- Vorliegender Text -
Km: 960 (von Köln) Hm: leider nicht gemessen.
Sonntag, 22.05
Um 10 Uhr morgens traf man sich am Hafen in Torbole um die erste Entdeckungstour in der näheren Umgebung zu unternehmen. Unser Weg führt am Strand entlang durch Riva, die alte Ponale hinauf nach Pregasina, wo man etwas abseits der Straße den herrlichen Ausblick auf den See genießen konnte. In Pregasina beschloss die Gruppe sich für die anstrengende Bergauf-Strecke mit einer Abfahrt zu belohnen. So wurde die Ponale erneut, aber diesmal von der anderen Seite, mit einem deutlich höheren Tempo befahren.
Um allen Neulingen einen Überblick über die Umgebung zu verschaffen wurde als nächstes der Monte Brione erklommen. Leider war die Sicht etwas diesig, trotzdem bot sich uns das schöne Panorama vom Gardasee.
Nach all der "Strapaze" von Up- und Downhills mussten wird natürlich den Kalorienhaushalt wieder ausgleichen und fuhren so an der Sarca entlang zur Eisdiele in Arco.
Km: 36,5  Hm: 780




Detlef auf der Ponale-Straße

Montag, 23.05
Nach der harmlosen Tour am Sonntag stand heute die erste echte Herausforderung auf dem Programm, der Passo della Morte. Bei leider etwas schlechtem Wetter, vorbei am Castel Drena und dem Lago di Cavedine erreichte die Gruppe relativ schnell den Einstieg in den Pass. Immer neben der Schlucht erklomm man Meter für Meter bis es dann plötzlich bergab ging und man von einer kleinen Brücke eine herrliche Aussicht auf das tosende Wasser hatte. Dem eingefleischten MTBler war klar, was man runter fährt muss man auch wieder hoch, andere staunten nicht schlecht als es nun steiler als vorher bergauf ging. Leider konnten wir nicht alles befahren, wegen einer Baustelle war zwischendurch der komplette Weg gesperrt. Aber auch für dieses Problem hatte unsere gute Gabi eine Lösung, absteigen über die Absperrung klettern und weiter. Ohne weitere Schwierigkeiten, mal abgesehen von dem kleinen Verfahrern, kamen alle bis auf den besten Bergspezialisten (Wolfgang) der westlichen Hemisphäre sehr gut über den Passo della Morte. Wolfgang, bzw. ich, habe auf den letzten Metern über den Pass festgestellt das ich wohl schon seit Stunden mit einem Plattfuß bergauf unterwegs war. Ich habe mich schon gewundert wieso die anderen plötzlich mithalten bzw. überholen konnten. Nachdem der Gipfel überwunden war lies Gabi der Spaßfraktion freie Hand und so jagten einige von uns im Mördertempo dem Tal entgegen. Leider war dieser schöne Downhill fiel zu schnell vorbei, aber auf dem Weg zurück nach Torbole gönnten wir uns noch einige Pfade in der Marocche.

- Was zu tun ist -
Führe den Bericht über die Mountainbike-Touren am Gardasee bitte nach seinem letzten Satz fort.

Daten zur Punktmarkierung auf Fotos
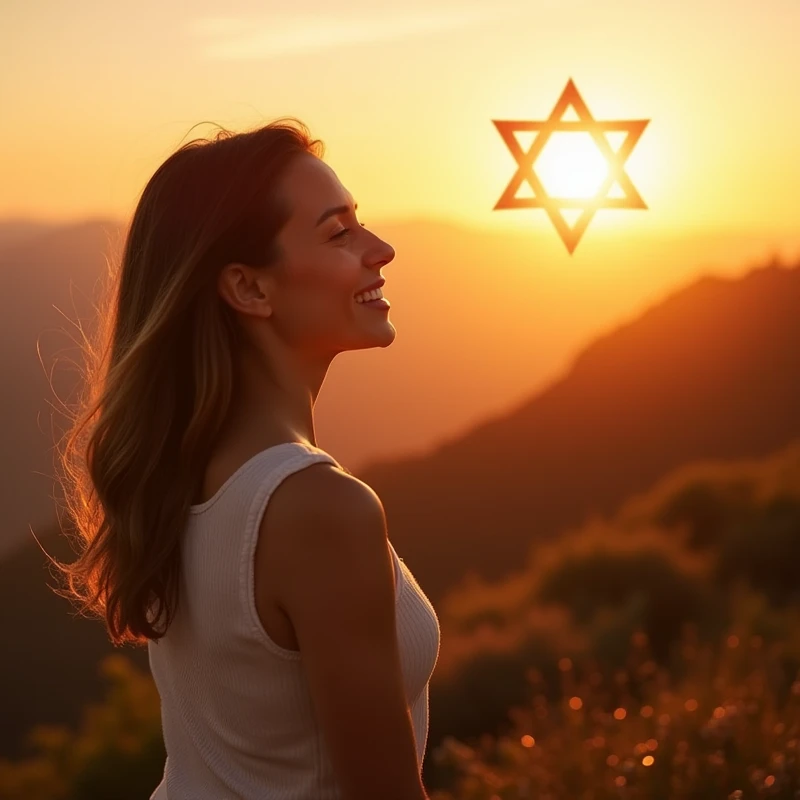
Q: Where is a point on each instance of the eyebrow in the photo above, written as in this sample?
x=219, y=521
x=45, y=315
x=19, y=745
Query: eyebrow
x=331, y=211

- Ergebnis der Übung -
Km: 77,58  Hm: 1115  Pannen: 1




Schlucht am Passo della Morte




Gesperrte Wege ? Kein Problem !!

Dienstag, 24.05
Dienstag ist traditionell Ruhetag !! Für die einen heißt dies die meistens Höhenmeter der ganzen Woche, für andere der schönste, längste, kulturhistorischste Downhill des ganzen Urlaubs. Diesmal entschied sich die ganze Gruppe für den Downhill. Leider steht vor dem Downhill der Uphill was zumindest mikel.j immer wieder bedauert. Aber nach ca. 550 Höhenmeter steht man am Einstieg des Sentiero della Pace und freut sich auf das verblockte Gelände. An dieser Stelle mussten wir uns leider von Michael verabschieden, nach seinen ersten Downhill-Erfahrungen am Vortag zog er voller Respekt die Straße dem Friedensweg vor. Dadurch verpasste er leider die schöne Aussicht auf den Lago sowie die alten Schießanlagen und Schützengräben. Später, bei dem Downhill Richtung Nago habe ich ihn allerdings zu seiner Entscheidung beglückwünscht. So verblockt hatte ich den Sentiero nicht mehr in Erinnerung und auch bei den anderen hört man das eine oder andere mal Flüche wegen (fast) Stürzen. Am Ende kamen alle gesund mit ein paar leichten Blessuren am Ende wieder auf die Straße voller leuchtender Augen diesen nicht einfachen Weg bewältigt zu haben.
Den Rest des Tages verbrachte unsere weiblichen Mitreisenden mit shoppen bzw. Prossecco- und Weinprobe in Arco, Wolfgang lag mit dem weißen Wal am Strand (Greenpeace versuchte den Wal vergeblich ins Wasser zu schieben  ) !! Und Respekt, Michael umrundete den Lago auf dem Mountainbike, für ihn stimmen dementsprechend Km und Hm nicht.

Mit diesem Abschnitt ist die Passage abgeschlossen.